Leitsatz (amtlich)
Kein Verstoß gegen den gesetzlichen Richter, wenn der Geschäftsverteilungsplan des LG vorsieht, dass versehentlich unzuständiger Kammer zugeteilte Sache nach Terminsbestimmung oder Anordnung schriftlichen Vorverfahrens nicht mehr abgegeben werden kann, sofern keine Anhaltspunkte für willkürliche Sachbehandlung bestehen (hier: Versicherungsvertragssache versehentlich als Verkehrsunfallsache zugeteilt).
Verhältnis von § 90 zu § 83 VVG. Maßgeblichkeit des Verschuldensgrads auch für Aufwendungsersatzanspruch.
Verzicht auf Einwand grober Fahrlässigkeit in AVB für Herbeiführung des "Schadenfalls" beschränkt sich nicht auf die Herbeiführung des "Versicherungsfalls", sondern bezieht auch Rettungshandlung/Aufwendungsersatz ein.
Verfahrensgang
LG Trier (Urteil vom 03.02.2010; Aktenzeichen 4 O 241/09) |
Tenor
Auf die Berufung der Klägerin wird das Urteil der 4. Zivilkammer des LG Trier vom 3.2.2010 teilweise abgeändert und insgesamt wie folgt neu gefasst:
Die Beklagte wird verurteilt, an die Klägerin 7.443,93 EUR nebst Zinsen i.H.v. 5 Prozentpunkten über dem Basiszinssatz aus 6.840 EUR seit dem 9.2.2009 sowie aus 603,93 EUR seit dem 3.8.2009 zu zahlen.

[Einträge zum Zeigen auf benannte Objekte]

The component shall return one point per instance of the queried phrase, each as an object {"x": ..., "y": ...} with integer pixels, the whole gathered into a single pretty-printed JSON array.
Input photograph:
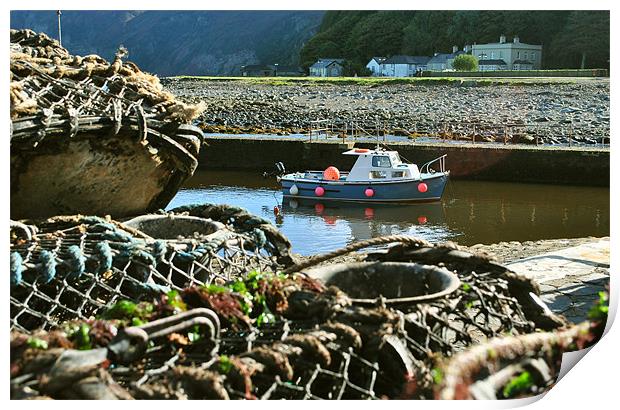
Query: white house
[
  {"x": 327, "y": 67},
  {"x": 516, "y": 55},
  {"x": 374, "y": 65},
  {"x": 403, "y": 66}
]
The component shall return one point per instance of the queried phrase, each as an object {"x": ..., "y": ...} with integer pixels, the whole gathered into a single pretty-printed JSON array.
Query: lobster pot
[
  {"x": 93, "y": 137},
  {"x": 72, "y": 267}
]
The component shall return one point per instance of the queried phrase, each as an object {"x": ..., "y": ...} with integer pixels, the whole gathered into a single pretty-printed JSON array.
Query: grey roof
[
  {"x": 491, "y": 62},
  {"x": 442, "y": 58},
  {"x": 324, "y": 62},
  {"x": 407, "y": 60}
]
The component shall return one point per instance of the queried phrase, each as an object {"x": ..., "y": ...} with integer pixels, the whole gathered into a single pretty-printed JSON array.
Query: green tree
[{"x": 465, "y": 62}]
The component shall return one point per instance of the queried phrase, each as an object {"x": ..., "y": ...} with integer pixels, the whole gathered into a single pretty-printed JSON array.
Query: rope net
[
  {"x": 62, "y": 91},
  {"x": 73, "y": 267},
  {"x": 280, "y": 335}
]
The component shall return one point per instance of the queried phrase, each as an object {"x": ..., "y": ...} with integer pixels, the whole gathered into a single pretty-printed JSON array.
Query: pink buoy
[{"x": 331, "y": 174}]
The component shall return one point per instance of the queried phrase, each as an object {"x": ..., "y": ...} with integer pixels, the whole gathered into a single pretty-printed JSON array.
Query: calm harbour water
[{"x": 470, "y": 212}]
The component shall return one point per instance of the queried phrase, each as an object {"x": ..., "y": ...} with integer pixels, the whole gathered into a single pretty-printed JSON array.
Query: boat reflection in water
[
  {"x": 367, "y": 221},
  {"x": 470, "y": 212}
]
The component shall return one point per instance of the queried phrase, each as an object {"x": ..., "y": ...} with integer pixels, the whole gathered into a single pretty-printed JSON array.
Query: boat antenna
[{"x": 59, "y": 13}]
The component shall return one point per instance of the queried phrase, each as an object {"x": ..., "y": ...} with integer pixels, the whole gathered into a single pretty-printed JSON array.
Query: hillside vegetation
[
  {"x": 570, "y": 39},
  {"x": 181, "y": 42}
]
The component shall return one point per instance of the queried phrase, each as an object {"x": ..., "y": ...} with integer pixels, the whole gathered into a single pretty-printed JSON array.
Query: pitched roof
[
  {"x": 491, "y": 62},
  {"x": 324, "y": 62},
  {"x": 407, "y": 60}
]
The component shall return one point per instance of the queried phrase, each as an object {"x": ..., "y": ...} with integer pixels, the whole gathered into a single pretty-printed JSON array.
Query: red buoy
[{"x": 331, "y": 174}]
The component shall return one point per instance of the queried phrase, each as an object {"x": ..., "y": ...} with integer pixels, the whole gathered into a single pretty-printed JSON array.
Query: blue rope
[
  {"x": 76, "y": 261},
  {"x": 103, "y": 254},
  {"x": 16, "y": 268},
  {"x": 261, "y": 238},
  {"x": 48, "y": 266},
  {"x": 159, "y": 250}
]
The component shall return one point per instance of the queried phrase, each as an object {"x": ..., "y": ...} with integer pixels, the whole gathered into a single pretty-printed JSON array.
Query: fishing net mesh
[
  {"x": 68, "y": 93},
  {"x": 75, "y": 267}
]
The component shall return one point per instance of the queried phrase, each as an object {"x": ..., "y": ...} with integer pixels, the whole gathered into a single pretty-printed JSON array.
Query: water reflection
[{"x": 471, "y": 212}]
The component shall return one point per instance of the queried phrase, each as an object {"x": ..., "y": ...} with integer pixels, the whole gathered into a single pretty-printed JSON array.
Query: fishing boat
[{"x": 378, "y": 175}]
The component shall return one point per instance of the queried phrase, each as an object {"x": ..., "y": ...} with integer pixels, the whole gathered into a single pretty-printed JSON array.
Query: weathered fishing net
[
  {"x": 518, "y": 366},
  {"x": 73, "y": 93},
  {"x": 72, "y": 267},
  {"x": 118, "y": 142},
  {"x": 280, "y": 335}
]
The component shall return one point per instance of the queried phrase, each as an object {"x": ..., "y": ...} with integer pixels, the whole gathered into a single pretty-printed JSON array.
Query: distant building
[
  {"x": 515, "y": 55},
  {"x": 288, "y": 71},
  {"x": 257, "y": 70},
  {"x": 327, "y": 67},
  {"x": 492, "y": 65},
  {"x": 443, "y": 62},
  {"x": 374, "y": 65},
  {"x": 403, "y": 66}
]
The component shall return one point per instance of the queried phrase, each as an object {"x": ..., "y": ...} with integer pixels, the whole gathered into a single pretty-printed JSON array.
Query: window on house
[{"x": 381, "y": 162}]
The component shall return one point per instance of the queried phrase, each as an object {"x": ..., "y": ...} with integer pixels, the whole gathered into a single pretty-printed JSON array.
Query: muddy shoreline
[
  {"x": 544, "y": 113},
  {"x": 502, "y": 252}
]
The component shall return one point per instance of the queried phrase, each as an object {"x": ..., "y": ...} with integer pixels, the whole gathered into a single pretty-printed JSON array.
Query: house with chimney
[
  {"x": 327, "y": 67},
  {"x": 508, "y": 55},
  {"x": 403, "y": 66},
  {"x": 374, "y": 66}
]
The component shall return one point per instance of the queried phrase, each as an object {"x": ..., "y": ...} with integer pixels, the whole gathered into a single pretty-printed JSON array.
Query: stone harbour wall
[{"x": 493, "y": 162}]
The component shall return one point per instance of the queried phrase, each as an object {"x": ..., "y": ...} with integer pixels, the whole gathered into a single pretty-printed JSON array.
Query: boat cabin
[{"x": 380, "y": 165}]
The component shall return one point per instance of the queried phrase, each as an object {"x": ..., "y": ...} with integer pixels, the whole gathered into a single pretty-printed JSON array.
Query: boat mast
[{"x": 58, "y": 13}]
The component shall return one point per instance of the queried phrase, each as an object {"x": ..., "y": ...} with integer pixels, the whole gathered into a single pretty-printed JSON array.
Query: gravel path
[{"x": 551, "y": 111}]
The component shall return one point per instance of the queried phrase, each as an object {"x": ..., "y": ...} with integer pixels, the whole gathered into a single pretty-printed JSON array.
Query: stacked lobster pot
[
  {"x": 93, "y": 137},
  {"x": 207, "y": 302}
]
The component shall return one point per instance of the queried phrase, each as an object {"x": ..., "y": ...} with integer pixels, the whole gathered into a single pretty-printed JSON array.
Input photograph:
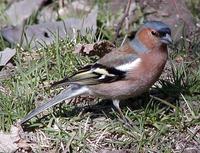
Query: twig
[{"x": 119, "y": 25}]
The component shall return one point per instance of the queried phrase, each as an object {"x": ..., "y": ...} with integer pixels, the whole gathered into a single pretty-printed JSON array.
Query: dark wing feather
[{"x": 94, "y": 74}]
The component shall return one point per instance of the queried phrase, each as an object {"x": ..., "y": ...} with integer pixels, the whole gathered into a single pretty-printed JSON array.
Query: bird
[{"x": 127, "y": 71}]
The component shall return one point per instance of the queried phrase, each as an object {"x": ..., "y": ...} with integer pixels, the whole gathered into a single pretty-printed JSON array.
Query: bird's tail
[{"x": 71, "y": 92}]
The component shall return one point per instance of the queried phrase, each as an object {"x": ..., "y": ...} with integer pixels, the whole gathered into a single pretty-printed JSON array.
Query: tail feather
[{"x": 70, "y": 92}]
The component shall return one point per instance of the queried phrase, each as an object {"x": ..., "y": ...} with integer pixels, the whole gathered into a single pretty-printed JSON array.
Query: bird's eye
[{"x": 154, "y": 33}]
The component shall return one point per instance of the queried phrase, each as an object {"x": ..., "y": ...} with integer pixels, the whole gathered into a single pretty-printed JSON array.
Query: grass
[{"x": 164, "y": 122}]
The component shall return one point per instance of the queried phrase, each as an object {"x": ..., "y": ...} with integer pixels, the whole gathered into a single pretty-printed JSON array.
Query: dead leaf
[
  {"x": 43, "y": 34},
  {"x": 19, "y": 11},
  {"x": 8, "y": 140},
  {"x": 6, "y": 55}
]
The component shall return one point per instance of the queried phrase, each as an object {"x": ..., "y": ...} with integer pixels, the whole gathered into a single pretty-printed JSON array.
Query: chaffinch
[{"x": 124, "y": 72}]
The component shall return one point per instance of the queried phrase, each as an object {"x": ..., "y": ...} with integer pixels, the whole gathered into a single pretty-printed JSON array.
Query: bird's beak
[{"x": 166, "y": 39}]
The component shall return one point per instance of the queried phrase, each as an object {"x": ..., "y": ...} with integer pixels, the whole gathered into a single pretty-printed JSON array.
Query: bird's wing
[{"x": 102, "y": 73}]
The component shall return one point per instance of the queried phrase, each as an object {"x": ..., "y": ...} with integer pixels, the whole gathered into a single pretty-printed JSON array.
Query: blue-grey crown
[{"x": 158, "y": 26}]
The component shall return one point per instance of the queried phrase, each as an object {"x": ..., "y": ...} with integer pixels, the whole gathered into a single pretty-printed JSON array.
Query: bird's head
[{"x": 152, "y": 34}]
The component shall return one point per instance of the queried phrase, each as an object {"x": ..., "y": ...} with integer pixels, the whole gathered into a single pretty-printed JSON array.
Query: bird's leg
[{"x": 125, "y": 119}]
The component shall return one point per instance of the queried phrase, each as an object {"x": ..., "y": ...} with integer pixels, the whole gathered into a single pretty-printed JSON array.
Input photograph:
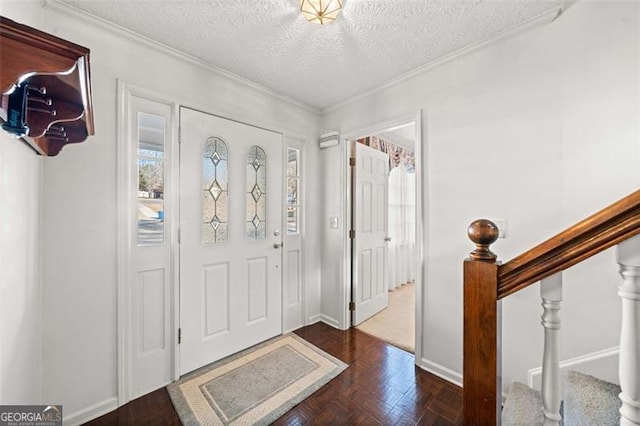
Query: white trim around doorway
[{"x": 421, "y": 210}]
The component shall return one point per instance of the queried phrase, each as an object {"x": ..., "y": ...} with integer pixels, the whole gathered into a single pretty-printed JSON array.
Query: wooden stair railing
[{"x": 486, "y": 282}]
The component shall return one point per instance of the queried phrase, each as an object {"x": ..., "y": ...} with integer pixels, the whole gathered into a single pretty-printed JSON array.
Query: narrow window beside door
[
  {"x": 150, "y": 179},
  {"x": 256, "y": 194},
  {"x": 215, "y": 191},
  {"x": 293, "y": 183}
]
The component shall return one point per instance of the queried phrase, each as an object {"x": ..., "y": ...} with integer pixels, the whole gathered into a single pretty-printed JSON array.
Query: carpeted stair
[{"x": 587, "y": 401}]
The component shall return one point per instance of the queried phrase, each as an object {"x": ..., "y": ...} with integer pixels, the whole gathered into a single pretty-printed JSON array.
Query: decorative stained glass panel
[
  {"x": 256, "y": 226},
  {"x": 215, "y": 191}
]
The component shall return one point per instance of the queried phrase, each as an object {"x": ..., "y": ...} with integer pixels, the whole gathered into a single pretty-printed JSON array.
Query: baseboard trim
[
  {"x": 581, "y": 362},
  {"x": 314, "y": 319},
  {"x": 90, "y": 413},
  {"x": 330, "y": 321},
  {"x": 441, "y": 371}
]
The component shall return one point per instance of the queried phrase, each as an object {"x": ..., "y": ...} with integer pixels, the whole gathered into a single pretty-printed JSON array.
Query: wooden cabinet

→ Was zu tun ist:
- A) Laut dem Urteilsauszug: Welches Gericht hat das Urteil erlassen, das auf die Berufung der Klägerin teilweise abgeändert wird, und von welchem Datum ist es?
- B) Setzen Sie den Urteilsauszug im Anschluss an seinen letzten Satz fort.
Die Daten spielen hierfür keine Rolle.

→ Lösungen der Aufgaben:
- A) Die 4. Zivilkammer des LG Trier, mit Urteil vom 3.2.2010.

- B)
Die Berufung der Beklagten wird zurückgewiesen.
Die Kosten des Rechtsstreits hat die Beklagte zu tragen.
Das Urteil ist vorläufig vollstreckbar.
Die Beklagte darf die Vollstreckung durch eine Sicherheitsleistung oder Hinterlegung in Höhe des aufgrund des Urteils gegen sie vollstreckbaren Betrages abwenden, wenn nicht die Klägerin vor der Vollstreckung eine Sicherheit in Höhe des zu vollstreckenden Betrages leistet.
Die Revision wird zugelassen.
Gründe
I. Die Parteien streiten um Ansprüche aus einem Kraftfahrzeugversicherungsvertrag.
Die Klägerin unterhielt ab dem 1.1.2009 bei der Beklagten eine Kfz-Haftpflichtversicherung mit eingeschlossenem Teilkaskoversicherungsschutz bei einer Selbstbeteiligung von 150 EUR unter Einbeziehung der AKB 2008 (Versicherungsschein vom 17.12.2008, Anlage K 1).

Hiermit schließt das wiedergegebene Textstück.